** À RÉALISER **
• A. Traduisez en anglais cette phrase de l'extrait de décision de justice : « Il ajoute qu'outre l'état de cessation des paiements démontré, la société CERTIB est en sauvegarde depuis près de 10 mois et s'agissant d'une sauvegarde, la période d'observation ne pourra pas excéder 12 mois, (aucune prorogation exceptionnelle de 6 mois supplémentaire ne pouvant être autorisée et il ressort des informations communiquées au mandataire judiciaire que la société CERTIB est dans l'incapacité de présenter un plan de continuation, de sorte que seule la cession de l'entreprise est envisagée, laquelle ne peut s'inscrire dans le cadre d'une sauvegarde, raison pour laquelle l'administrateur judiciaire et le débiteur, conjointement, ont eux-même sollicité la conversion de la procédure de sauvegarde en redressement judiciaire, conversion à laquelle ils ne sauraient désormais s'opposer. »
• B. Prolongez l'extrait de décision de justice à la suite de son dernier alinéa.

╭─ EXTRAIT DE PAGE

Il ajoute qu'outre l'état de cessation des paiements démontré, la société CERTIB est en sauvegarde depuis près de 10 mois et s'agissant d'une sauvegarde, la période d'observation ne pourra pas excéder 12 mois, (aucune prorogation exceptionnelle de 6 mois supplémentaire ne pouvant être autorisée et il ressort des informations communiquées au mandataire judiciaire que la société CERTIB est dans l'incapacité de présenter un plan de continuation, de sorte que seule la cession de l'entreprise est envisagée, laquelle ne peut s'inscrire dans le cadre d'une sauvegarde, raison pour laquelle l'administrateur judiciaire et le débiteur, conjointement, ont eux-même sollicité la conversion de la procédure de sauvegarde en redressement judiciaire, conversion à laquelle ils ne sauraient désormais s'opposer.
Prétentions et moyens de la Selarl De Saint Rapt & [D] représentée par Me [D], ès-qualité d'administrateur judiciaire de la société CERTIB
Aux termes de ses dernières écritures notifiées par voie dématérialisée le 3 juillet 2024, la Selarl De Saint Rapt & [D], représentée par Me [D], ès-qualité d'administrateur judiciaire de la société CERTIB demande à la cour au visa de l'article 480 du code de procédure civile et des articles L.631-1, L.621-12 et L.622-10 alinéa 3 du code de commerce de :
- infirmer le jugement en date du 9 avril 2024 du tribunal de commerce de Romans-sur-Isère en ce qu'il a :
* constaté l'état de cessation des paiements de la société CERTIB au 9 mai 2023,
* rejeté la demande de conversion en redressement judiciaire en application de l'article L.622-10 alinéa 3 du code de commerce,
* converti en application de l'article L.621-12 du code de commerce la procédure de sauvegarde de la société CERTIB en une procédure de redressement judiciaire,
* constaté et fixé provisoirement la date de cessation des paiements au 9 mai 2023,
* fixé la prochaine comparution de cette procédure, pour contrôle à l'audience de la chambre du conseil du 9 avril 2024
Et statuant à nouveau, faire droit à son appel incident,
- prononcer et ou juger la conversion de la procédure de sauvegarde ouverte à l'égard de la société CERTIB en redressement judiciaire sur le fondement de l'article L.622-10 alinéa 3 du code de commerce,
- confirmer le jugement de première instance en toutes ses autres dispositions,
- rejeter toutes demandes et prétentions contraires
- débouter la Selarl [D] & Associés, agissant par Maître [K] [D] ès-qualité de mandataire judiciaire de ses demandes.

╰─
╭─ ENTRÉES EXTRAITES

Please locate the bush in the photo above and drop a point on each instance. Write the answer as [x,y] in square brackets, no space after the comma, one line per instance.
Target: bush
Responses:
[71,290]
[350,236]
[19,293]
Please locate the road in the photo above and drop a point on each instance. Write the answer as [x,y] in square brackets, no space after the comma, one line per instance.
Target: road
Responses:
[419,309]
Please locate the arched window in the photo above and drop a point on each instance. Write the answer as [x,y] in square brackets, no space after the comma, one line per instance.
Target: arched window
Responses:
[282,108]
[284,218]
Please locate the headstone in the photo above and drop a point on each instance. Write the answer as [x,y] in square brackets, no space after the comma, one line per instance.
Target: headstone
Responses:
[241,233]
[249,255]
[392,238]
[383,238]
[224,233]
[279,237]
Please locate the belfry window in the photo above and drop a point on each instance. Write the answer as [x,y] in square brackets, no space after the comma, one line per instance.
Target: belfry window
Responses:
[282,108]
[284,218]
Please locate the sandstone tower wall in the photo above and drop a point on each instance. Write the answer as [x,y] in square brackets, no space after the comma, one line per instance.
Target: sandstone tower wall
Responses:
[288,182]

╰─

** RÉPONSES FOURNIES **
• A. He adds that, in addition to the demonstrated state of cessation of payments, the company CERTIB has been under safeguard for nearly 10 months and, since this is a safeguard, the observation period may not exceed 12 months, (no exceptional extension of an additional 6 months can be authorized, and it emerges from the information communicated to the judicial representative that the company CERTIB is unable to present a continuation plan, so that only the sale of the business is being considered, which cannot take place within the framework of a safeguard, which is why the judicial administrator and the debtor jointly requested, themselves, the conversion of the safeguard proceedings into judicial reorganization, a conversion which they cannot now oppose.

• B.
Au soutien de ses prétentions, elle fait valoir que la demande de la Selarl [D] se heurte à l'autorité de la chose jugée, dès lors que :
- par jugement en date du 12 mars 2024, le tribunal a débouté la Selarl [D] & Associés, agissant par Maître [K] [D] ès-qualité de mandataire judiciaire de sa demande de conversion en redressement judiciaire et a prononcé le maintien de la période d'observation jusqu'au 9 mai 2024, de sorte qu'aux termes de ce jugement, le tribunal de commerce a fait droit aux demandes de la société CERTIB et a prononcé le maintien de la période d'observation jusqu'au 9 mai 2024,
- cette décision du 12 mars 2024, n'a pas été contestée par les parties en présence,
- par conséquent, le tribunal de commerce de Romans-sur-Isère ne pouvait le 9 avril 2024 juger à nouveau que la société CERTIB était finalement en état de cessation des paiements au jour de l'ouverture de la procédure de sauvegarde à savoir le 9 mai 2023 sans remettre en cause l'autorité de la chose jugée allouée au jugement du 12 mars 2024.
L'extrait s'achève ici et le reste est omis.